TASK INSTRUCTIONS:
Can you locate every line in the data below that contains the string "black" and copy each of those lines in full? Case counts, so match capitalization precisely.

EXERCISE INPUTS:
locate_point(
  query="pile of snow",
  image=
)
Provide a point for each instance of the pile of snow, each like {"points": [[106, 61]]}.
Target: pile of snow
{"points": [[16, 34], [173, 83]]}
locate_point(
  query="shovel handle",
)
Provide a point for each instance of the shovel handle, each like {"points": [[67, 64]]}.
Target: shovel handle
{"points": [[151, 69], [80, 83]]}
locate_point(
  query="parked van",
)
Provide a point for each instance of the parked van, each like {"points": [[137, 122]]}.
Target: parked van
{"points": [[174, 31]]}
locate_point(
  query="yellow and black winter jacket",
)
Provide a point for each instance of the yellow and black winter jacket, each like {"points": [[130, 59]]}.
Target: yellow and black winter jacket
---
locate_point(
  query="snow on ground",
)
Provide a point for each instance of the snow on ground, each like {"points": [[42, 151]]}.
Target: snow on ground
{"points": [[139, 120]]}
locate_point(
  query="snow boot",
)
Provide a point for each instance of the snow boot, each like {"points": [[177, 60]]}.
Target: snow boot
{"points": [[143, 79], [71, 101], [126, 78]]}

SOLUTION TO THIS TASK:
  query="yellow and black winter jacket",
Provide a point for each instance of the yellow and black winter jacket, each like {"points": [[130, 59]]}.
Target: yellow and black winter jacket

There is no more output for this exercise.